- [TASK STATEMENT]: With the pictures left out, write out the records verbatim.
Segment Start: INPUT MATERIAL
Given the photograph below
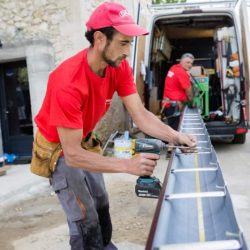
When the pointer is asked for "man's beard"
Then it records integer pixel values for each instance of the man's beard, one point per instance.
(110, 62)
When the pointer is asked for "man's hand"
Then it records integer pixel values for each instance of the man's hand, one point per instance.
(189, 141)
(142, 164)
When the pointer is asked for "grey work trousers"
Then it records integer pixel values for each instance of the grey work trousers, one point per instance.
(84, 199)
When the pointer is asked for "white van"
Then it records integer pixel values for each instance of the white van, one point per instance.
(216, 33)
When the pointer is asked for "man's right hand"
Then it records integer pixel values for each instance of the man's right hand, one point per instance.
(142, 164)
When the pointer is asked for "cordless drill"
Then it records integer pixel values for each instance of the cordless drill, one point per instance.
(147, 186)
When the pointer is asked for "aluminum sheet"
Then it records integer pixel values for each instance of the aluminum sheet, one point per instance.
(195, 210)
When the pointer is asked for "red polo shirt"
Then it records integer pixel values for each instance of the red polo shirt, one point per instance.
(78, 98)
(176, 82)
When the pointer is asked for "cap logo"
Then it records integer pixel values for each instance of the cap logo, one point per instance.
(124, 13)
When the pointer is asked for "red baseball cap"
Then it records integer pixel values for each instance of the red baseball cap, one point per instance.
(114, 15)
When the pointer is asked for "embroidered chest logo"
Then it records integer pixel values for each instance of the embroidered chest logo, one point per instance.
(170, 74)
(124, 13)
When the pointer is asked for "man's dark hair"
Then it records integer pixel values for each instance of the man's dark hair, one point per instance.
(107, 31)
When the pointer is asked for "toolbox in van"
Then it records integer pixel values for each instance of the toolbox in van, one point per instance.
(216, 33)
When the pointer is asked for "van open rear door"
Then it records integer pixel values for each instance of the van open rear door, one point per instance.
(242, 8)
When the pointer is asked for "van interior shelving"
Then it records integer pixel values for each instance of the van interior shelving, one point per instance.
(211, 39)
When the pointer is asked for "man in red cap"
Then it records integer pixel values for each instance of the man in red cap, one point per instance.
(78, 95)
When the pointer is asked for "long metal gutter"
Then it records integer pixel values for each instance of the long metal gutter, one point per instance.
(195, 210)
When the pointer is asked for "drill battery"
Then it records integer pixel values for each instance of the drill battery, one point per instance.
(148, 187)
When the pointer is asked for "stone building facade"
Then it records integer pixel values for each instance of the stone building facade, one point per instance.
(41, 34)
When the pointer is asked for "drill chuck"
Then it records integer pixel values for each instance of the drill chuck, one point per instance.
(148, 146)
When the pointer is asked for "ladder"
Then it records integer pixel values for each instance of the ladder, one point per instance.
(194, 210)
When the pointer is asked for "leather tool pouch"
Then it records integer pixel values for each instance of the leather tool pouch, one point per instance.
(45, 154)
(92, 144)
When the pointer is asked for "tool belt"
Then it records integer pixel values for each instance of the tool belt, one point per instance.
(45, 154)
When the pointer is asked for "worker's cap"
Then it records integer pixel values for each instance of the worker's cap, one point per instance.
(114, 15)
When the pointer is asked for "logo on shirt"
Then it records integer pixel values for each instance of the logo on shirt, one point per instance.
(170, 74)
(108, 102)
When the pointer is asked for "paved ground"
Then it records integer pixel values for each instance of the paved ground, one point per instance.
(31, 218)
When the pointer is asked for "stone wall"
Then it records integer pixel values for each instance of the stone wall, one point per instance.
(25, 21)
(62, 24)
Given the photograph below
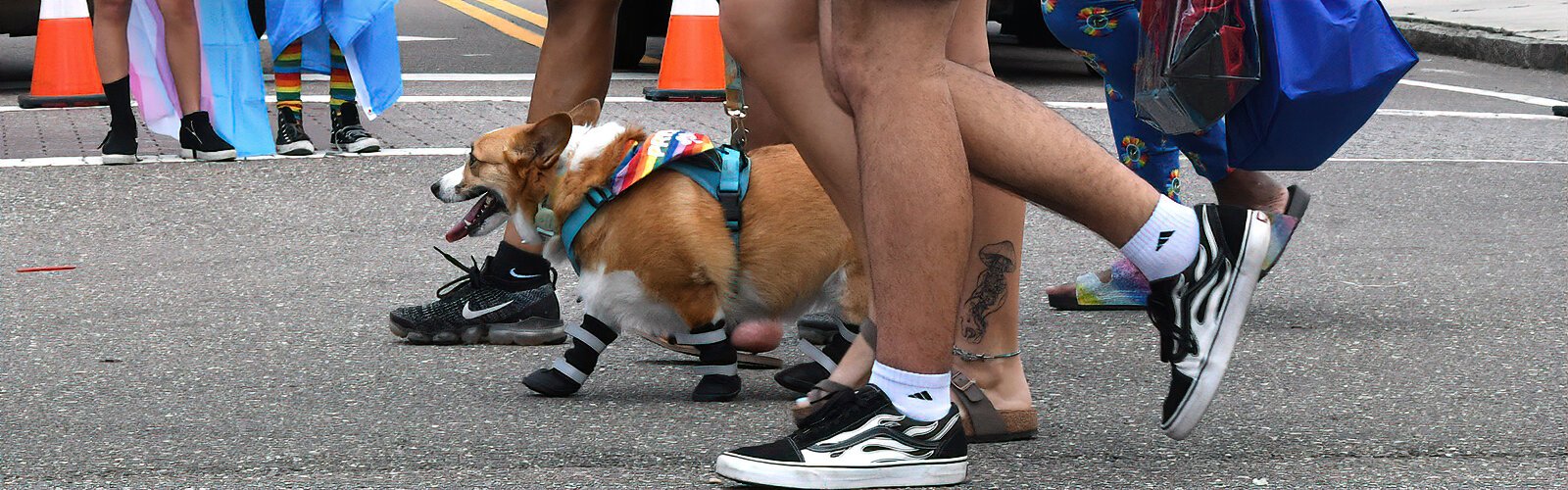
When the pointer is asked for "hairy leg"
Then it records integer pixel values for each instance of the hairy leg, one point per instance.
Segment End: INPUT MATERIAL
- [RESPONSE TO THE EXERCISE]:
Given the photograph below
When the pointer is asked for "man's beard"
Then it records integer pixel values for each instance of the man's beard, one point per instance.
(110, 62)
When the pointer is asked for "man's hand"
Then it records integer pixel values for each instance of the man's hand, one point per instance.
(189, 141)
(142, 164)
When the pointer is asked for "grey work trousers"
Then it records integer pixel values for each instance of the grey work trousers, one point per instance.
(84, 199)
When the pointer is asked for "white van"
Then it records integer pixel values for each instance of the white van, one point per instance.
(216, 33)
When the pointer is asked for "man's right hand"
Then it records integer pixel values for each instance of the man's right hand, one point per instance.
(142, 164)
When the pointer is asked for "cordless drill"
Then it records integer pixel values for each instance of the cordless drill, one point per instance.
(147, 186)
When the pointer is asked for "aluminum sheet"
Then it records integer pixel values for each instance of the aluminum sheet, one point per instance.
(195, 210)
When the pointer is asked for "red polo shirt"
Then it records integer pixel values for each instance of the red polo shirt, one point per instance.
(78, 98)
(176, 82)
When the pointer is asked for "cap logo"
Then it records integer pixel values for each instance of the cap logo, one point per instance.
(124, 13)
When the pointer is asked for "red baseball cap"
Then it records integer pixel values for each instance of the red baseball cap, one point per instance.
(114, 15)
When the pointer is asked for "embroidered chest logo"
Then it records integer pixel values for each instance of the embroidered chest logo, one point per instance.
(170, 74)
(124, 13)
When the pointer is asked for "man's dark hair"
Then it records integer pixel values for each instance of the man's dark hair, one point per instance.
(107, 31)
When the pointer is asked for "toolbox in van"
Then it records integer pixel values for each instance of the toolbox in van, one point per instance.
(216, 33)
When the pointer is asked for "van open rear door"
Then it records integer pixel values for each instance of the van open rear door, one point per instance.
(242, 8)
When the pointer is asked for "van interior shelving"
Then it records integer pixel values for each instance of the van interior shelving, one point per instance.
(211, 39)
When the pointer is asked for "man in red cap"
Then it records integer pixel values for each instance of the man in red cap, one point per instance.
(78, 95)
When the pointer is asked for "long metal gutter"
Then it records integer pixel values for each instance of the long metal gutter, one point per instance.
(195, 210)
When the pointer is asked for "drill battery"
Then it records integer pixel values for each instance of the drill battery, one point per instance.
(148, 187)
When the pointer is asked for "stone building facade"
Then it records integer pixel values for each instance of the stone building facade, one point per instance.
(41, 34)
When the pointer is asked for "drill chuck"
Then it records integer pixel values for each instance of the drill chuck, one point per instance.
(148, 146)
When the pointer is asked for "ladder"
Then it records integer pixel values for each instance of the ladder, one point per instance.
(194, 210)
When the pointer is asked for "leather tool pouch"
Then it records integer pixel values for each instance of the leather tool pouch, one point per instance.
(45, 154)
(92, 144)
When the pointer is asked for "tool belt"
Then it records integer pixel values for each instance of the tool belt, one point per instance.
(45, 154)
When the pointer is asked for "worker's cap"
Then it records integer pixel values for each instance of the worker's cap, one point per instance.
(114, 15)
When the pointer is asked for "logo on shirt"
Then it records integer pixel values for each instance of the logo on shirt, one point per instance.
(170, 74)
(108, 102)
When the pointer is asked for "paved ground"
Then it records integer pixel values for each instance of the paved ground, one point per instance.
(31, 218)
When the pointer is asked for "stone wall"
Then it records integer pixel values for each instance of the stone wall, one point per instance.
(25, 21)
(62, 24)
Given the photograph below
When the pointer is asked for "hairy leg"
Then it records integer pixel values for each instance of the hairy leg, one point per instance.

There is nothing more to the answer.